- [Set of tasks]
(1) Answer these questions about the lesson on AI agents:
(a) What three steps does the code's list contain?
(b) In the support triage example, when is a case opened?
(c) What does the summary say to start with before adding more autonomy?
(2) Reproduce the stretch of the records from the line containing "Exercise. Mark the red" through the end of the records.
-- BEGIN Text excerpt --
Read the explanation carefully, then review the examples and coding section. The goal is to understand both the concept and how it appears inside a real application workflow.

Explanation

An agent can plan, use tools, inspect results, and continue until it reaches a goal or stopping condition.

Many so-called agents are really structured workflows with model calls inside them.

The most reliable agentic systems are constrained, observable, and designed around clear tasks.

Why this topic matters in practice

In generative AI products, the model is only one part of the system. The surrounding workflow determines whether the output is useful, safe, and maintainable. This lesson matters because it helps you connect the idea to tasks such as tutoring, search, copilots, business assistants, and production automation.

Examples

Research assistant

Search documents, extract facts, draft a summary, and cite the source passages.

Support triage

Classify the issue, retrieve policy, draft a response, and open a case if escalation is needed.

Course builder

Generate a lesson outline, check for missing sections, then produce a final draft.

A simple step-based agent loop

The code below is intentionally concise so the underlying pattern stays clear. It focuses on the application logic you can reuse, even if you later switch model providers or deployment environments.

steps = ["search", "extract", "draft"]

for step in steps:
    print("Running step:", step)
    # In a real agent, each step may call a model or tool.

print("Workflow complete.")

How the coding section works

  • This simple loop shows that many agent systems are orchestrated sequences, not magic autonomy.
  • Breaking an agent into steps improves control and debugging.
  • The more freedom an agent has, the more guardrails and observability it needs.

Implementation advice

When turning this lesson into a real feature, think beyond the code snippet itself. Decide what inputs should be allowed, how you will validate outputs, how you will recover from errors, and how you will measure whether the feature is actually helping users. Those surrounding choices often determine whether an AI feature feels polished or unreliable.

Summary / key takeaways

  • Agents are best understood as controlled workflows with reasoning and tools.
  • Clear step boundaries improve reliability.
  • Start with structured flows before adding more autonomy.

Exercises

  1. Design a three-step agent for a school FAQ assistant.
  2. Why might a fixed workflow be safer than a fully open-ended agent?
  3. What stopping conditions could you add to an agent loop?
-- END Text excerpt --
-- BEGIN Data supplied --
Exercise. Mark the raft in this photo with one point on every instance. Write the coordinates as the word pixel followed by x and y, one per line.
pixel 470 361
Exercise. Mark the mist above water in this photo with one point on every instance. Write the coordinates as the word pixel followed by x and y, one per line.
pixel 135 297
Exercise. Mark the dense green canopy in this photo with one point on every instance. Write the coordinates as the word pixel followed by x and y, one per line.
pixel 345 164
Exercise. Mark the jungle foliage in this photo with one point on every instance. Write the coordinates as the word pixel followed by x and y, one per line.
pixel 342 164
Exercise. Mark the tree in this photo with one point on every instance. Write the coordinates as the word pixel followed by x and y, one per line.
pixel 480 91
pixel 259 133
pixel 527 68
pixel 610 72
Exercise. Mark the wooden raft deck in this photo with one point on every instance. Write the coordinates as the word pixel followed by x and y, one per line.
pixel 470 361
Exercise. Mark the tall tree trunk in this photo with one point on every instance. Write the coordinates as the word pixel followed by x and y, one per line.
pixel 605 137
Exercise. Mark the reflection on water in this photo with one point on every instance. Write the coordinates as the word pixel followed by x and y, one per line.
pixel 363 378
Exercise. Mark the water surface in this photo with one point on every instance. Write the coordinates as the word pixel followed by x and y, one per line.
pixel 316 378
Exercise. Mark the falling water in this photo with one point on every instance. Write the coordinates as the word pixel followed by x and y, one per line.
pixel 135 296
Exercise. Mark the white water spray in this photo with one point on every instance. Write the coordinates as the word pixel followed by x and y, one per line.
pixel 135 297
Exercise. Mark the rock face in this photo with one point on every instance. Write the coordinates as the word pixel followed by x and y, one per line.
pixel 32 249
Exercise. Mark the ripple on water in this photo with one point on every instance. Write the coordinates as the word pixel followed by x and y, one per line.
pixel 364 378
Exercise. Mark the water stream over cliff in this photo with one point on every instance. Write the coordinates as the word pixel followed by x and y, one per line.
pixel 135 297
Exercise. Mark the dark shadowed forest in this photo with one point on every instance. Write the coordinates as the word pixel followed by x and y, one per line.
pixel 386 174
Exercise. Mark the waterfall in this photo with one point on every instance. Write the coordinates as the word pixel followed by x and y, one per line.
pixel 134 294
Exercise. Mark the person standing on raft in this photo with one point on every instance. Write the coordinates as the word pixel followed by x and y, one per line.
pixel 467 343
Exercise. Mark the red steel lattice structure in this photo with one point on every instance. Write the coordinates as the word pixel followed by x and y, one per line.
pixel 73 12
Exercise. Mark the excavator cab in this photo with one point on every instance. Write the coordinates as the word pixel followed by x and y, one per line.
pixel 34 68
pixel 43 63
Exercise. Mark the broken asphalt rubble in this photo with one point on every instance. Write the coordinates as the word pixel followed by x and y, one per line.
-- END Data supplied --
- [Answers in order]
(1)
(a) Search, extract, and draft.
(b) When escalation is needed.
(c) Structured flows.

(2)
Exercise. Mark the red steel lattice structure in this photo with one point on every instance. Write the coordinates as the word pixel followed by x and y, one per line.
pixel 73 12
Exercise. Mark the excavator cab in this photo with one point on every instance. Write the coordinates as the word pixel followed by x and y, one per line.
pixel 34 68
pixel 43 63
Exercise. Mark the broken asphalt rubble in this photo with one point on every instance. Write the coordinates as the word pixel followed by x and y, one per line.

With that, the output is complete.